----- Selected text

Injured workers in Massachusetts and elsewhere are often prescribed strong narcotic painkillers like Oxycontin to treat the pain that can accompany many injuries, such as back injury, neck injury and repetitive stress injuries. Now, a new study has revealed that many physicians who prescribe these types of powerful painkillers for work-related injury do not adhere to recommended patient monitoring guidelines. As a result, patients may use the drugs long term. Unfortunately, this can lead to addition.

The Workers Compensation Research Institute conducted a study showing that one out of 12 employees who have been injured and prescribed painkillers will continue to take them several months longer. In addition, the study also revealed that workers who were given these narcotics did not usually receive the recommended drug test monitoring and psychological evaluations that could help prevent misuse.

This means that in some cases the narcotics may actually have a detrimental impact on the ability of injured workers to recover and return to work. Often depressed and despondent due to an inability to work, injured workers who are not properly monitored may be particularly vulnerable to the problems of overuse and addiction associated with these powerful drugs.

Sometimes, these prescriptions do indeed benefit the injured worker, but in other cases they may not be the best options for workers. If someone is hurt because of a workplace injury accident, it is vital to seek the best medical treatment available. Once a workers’ compensation claim is filed, appropriate medical treatment can be sought and all related medical expenses may be covered. The injured worker is also entitled to receive workers’ compensation benefits if they are unable to work following an injury. The Massachusetts workers’ compensation system can be complex and difficult to navigate and an experienced professional can assist injured workers in obtaining all of the benefits they are entitled to receive.

----------
----- Excerpted data

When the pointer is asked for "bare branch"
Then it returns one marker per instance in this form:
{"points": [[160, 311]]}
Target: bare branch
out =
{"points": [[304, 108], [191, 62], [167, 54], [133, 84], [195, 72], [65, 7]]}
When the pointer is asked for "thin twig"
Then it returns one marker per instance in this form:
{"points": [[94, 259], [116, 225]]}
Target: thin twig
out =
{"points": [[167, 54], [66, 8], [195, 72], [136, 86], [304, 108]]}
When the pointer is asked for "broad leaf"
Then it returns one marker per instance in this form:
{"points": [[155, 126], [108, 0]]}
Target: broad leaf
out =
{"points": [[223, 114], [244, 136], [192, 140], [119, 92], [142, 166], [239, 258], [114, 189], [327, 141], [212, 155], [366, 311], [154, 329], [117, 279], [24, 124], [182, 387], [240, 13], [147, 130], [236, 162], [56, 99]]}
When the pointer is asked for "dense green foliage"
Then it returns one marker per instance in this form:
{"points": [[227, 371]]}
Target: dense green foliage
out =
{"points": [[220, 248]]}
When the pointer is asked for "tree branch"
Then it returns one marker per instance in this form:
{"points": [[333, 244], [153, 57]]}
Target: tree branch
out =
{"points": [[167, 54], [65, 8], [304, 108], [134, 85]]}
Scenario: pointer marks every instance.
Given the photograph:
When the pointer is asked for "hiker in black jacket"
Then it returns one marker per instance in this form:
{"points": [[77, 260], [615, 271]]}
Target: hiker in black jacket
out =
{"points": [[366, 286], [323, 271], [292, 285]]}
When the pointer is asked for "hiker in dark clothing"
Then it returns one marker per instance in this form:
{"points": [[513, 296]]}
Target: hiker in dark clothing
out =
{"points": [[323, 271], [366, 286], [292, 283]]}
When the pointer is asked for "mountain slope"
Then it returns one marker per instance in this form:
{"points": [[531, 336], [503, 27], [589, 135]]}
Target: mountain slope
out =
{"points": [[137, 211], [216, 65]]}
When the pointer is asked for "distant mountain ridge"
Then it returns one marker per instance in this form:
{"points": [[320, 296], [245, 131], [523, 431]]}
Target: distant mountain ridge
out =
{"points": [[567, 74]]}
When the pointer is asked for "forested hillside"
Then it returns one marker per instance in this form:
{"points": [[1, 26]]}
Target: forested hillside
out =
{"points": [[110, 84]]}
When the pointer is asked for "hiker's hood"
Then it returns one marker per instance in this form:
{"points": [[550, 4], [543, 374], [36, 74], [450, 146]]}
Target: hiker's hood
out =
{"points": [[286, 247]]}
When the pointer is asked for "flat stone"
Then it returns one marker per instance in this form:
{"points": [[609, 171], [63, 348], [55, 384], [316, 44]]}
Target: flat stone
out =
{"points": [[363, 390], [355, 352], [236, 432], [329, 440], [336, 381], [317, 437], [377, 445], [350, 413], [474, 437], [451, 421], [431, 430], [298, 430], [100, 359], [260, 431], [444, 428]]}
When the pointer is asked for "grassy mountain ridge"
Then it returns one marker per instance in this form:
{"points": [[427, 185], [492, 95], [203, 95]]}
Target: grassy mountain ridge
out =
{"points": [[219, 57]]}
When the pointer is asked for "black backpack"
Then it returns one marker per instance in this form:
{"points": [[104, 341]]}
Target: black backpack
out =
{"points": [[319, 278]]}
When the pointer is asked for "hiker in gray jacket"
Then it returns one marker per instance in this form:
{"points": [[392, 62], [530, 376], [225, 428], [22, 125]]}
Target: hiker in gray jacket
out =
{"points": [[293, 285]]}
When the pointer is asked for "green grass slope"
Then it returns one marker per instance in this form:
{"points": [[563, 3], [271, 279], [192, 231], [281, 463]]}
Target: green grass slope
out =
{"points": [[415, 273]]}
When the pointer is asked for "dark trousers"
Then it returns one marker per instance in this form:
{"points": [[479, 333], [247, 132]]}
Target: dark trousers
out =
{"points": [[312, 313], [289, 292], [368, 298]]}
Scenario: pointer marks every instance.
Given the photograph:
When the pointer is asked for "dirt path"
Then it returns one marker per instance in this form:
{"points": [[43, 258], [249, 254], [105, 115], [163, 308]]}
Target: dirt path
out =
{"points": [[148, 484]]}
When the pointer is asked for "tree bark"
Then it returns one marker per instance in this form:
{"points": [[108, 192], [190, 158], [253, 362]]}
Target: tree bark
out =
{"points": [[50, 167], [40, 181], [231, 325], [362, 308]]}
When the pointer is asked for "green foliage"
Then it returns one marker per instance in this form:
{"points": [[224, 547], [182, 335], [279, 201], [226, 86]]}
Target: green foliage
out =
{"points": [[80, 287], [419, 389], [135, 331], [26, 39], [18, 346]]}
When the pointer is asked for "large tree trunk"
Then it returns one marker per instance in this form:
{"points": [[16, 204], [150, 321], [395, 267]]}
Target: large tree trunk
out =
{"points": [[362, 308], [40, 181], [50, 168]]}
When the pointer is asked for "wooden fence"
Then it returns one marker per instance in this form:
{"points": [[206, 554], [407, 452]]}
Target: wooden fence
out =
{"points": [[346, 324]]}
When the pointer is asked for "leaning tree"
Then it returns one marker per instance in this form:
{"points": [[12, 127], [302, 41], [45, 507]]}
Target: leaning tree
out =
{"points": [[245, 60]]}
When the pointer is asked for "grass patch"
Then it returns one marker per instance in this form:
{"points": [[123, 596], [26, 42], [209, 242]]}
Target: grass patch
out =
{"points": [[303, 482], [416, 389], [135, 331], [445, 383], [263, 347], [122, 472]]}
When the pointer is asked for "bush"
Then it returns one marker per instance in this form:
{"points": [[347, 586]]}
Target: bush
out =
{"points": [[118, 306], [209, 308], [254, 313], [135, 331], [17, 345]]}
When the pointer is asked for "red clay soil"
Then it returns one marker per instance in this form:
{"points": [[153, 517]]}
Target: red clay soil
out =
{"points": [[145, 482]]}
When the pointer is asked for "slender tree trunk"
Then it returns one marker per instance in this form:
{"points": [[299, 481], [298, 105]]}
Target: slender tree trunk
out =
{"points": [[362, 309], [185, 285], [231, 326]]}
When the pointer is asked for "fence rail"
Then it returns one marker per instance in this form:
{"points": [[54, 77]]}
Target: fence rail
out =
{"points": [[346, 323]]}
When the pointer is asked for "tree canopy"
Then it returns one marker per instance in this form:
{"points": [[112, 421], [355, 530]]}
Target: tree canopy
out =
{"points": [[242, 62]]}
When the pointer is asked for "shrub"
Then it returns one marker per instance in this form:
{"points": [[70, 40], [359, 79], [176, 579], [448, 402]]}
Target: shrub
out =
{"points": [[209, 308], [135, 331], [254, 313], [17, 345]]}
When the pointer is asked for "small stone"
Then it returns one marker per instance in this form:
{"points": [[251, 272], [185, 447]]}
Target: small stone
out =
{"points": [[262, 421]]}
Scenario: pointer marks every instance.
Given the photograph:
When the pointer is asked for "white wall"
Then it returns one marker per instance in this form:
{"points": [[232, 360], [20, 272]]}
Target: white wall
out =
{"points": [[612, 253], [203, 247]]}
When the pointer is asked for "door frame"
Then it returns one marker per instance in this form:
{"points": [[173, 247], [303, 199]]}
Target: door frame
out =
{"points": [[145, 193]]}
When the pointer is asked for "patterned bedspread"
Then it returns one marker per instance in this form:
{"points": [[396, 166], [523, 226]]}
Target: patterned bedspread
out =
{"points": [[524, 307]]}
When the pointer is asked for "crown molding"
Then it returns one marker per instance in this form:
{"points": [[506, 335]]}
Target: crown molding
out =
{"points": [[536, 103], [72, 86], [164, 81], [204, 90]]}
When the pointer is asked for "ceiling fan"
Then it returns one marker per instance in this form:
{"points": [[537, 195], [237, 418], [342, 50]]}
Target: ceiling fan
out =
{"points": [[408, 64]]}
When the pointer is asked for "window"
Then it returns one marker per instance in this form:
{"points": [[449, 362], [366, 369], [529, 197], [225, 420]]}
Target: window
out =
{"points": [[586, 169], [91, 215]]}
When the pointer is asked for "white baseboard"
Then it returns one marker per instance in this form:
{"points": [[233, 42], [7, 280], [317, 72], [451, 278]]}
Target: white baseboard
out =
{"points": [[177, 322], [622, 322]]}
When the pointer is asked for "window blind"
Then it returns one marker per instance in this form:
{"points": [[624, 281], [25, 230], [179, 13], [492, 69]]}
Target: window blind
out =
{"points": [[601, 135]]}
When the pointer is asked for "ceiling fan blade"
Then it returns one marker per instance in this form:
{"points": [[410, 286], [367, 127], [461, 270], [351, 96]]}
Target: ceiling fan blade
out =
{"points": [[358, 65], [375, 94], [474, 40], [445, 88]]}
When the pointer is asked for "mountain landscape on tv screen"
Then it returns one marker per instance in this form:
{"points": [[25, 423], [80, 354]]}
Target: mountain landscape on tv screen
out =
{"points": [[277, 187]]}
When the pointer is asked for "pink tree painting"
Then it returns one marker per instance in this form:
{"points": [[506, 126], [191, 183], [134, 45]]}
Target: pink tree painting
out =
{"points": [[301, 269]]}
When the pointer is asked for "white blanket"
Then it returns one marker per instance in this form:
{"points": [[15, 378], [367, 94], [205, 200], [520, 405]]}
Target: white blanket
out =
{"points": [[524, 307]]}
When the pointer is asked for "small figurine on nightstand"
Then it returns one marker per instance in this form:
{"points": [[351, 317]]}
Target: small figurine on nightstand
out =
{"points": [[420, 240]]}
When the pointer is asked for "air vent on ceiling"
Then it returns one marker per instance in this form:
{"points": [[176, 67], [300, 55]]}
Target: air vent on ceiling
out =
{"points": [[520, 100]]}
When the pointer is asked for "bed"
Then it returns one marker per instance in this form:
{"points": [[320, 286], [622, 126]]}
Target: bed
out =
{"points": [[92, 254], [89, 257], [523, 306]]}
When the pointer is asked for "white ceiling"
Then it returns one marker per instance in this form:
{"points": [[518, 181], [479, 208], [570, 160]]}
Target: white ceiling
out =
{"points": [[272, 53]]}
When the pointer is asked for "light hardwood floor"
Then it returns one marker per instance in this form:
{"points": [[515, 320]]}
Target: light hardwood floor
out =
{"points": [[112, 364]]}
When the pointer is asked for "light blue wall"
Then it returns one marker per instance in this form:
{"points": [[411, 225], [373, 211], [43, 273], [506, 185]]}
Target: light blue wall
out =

----------
----- Excerpted data

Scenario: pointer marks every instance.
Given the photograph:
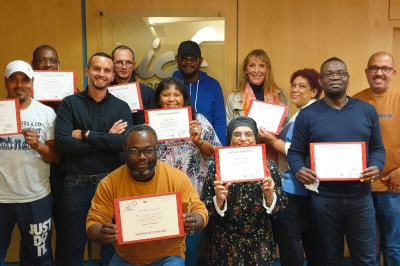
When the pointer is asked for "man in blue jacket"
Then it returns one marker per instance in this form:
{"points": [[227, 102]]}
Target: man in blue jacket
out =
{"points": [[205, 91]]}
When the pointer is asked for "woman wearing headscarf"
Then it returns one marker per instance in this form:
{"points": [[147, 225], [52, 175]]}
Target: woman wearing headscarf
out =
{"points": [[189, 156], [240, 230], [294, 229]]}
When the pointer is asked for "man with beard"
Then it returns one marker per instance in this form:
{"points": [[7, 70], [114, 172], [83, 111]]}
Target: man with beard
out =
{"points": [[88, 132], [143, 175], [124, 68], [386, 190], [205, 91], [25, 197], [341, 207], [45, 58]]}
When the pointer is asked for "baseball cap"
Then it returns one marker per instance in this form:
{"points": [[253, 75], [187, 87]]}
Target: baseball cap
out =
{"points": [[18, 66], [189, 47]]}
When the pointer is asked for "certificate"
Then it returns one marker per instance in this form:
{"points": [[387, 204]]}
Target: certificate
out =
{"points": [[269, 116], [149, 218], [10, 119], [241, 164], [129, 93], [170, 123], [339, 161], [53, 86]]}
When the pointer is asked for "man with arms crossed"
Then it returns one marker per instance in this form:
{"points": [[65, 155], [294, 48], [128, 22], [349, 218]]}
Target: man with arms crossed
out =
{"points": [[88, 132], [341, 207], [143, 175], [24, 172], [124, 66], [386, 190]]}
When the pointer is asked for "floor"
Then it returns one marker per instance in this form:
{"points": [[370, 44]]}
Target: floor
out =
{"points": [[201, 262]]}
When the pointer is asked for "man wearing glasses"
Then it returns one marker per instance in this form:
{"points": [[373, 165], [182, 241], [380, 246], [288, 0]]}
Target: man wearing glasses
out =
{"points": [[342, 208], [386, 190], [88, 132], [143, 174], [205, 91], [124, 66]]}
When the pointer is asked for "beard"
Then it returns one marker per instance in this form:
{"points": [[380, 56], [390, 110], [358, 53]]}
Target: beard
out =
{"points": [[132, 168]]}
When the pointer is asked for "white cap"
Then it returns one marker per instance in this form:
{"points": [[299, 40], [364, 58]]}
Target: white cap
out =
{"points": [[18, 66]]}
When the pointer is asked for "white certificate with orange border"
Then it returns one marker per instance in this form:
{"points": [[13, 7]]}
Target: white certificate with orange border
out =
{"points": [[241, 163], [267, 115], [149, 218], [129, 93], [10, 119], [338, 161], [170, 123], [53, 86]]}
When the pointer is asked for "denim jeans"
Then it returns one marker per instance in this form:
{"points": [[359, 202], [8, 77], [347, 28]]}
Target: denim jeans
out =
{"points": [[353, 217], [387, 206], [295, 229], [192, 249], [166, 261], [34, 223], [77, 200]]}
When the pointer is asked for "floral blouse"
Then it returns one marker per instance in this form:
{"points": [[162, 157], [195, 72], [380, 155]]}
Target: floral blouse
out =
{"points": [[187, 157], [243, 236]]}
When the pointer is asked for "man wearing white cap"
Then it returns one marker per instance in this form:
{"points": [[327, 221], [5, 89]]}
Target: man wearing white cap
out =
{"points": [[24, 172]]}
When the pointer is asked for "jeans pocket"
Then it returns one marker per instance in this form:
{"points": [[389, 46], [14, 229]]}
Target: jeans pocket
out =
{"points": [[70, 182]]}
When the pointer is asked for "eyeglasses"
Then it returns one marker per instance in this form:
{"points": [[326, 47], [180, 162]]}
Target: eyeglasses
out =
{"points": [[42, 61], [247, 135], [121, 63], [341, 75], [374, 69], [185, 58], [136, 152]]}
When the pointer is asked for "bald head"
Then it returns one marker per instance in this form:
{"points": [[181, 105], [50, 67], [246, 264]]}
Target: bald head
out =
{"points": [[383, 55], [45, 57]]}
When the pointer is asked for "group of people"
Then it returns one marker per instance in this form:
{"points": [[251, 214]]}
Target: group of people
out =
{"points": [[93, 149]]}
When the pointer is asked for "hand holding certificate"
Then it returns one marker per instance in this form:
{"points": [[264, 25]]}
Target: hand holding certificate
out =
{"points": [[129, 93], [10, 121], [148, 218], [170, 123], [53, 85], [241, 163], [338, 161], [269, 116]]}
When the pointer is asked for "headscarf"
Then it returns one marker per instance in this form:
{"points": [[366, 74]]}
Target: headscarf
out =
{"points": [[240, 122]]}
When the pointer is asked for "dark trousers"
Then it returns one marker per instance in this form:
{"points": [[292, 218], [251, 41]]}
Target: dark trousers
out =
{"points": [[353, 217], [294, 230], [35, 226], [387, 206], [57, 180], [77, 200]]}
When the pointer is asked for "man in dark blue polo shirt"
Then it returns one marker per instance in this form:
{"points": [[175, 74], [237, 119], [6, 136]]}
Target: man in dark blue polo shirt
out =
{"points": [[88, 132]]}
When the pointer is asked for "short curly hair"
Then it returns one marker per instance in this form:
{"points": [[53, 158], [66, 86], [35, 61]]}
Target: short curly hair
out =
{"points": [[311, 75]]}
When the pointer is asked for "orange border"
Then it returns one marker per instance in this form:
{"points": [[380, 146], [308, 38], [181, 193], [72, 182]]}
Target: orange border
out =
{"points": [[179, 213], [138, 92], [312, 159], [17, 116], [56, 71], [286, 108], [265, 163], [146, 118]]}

----------

• Task directions:
Reproduce the passage from the article on painkiller prescriptions for injured workers, starting at "Injured workers in Massachusetts" and ending at "lead to addition.". These entries come from a separate source.

• Result of this task:
Injured workers in Massachusetts and elsewhere are often prescribed strong narcotic painkillers like Oxycontin to treat the pain that can accompany many injuries, such as back injury, neck injury and repetitive stress injuries. Now, a new study has revealed that many physicians who prescribe these types of powerful painkillers for work-related injury do not adhere to recommended patient monitoring guidelines. As a result, patients may use the drugs long term. Unfortunately, this can lead to addition.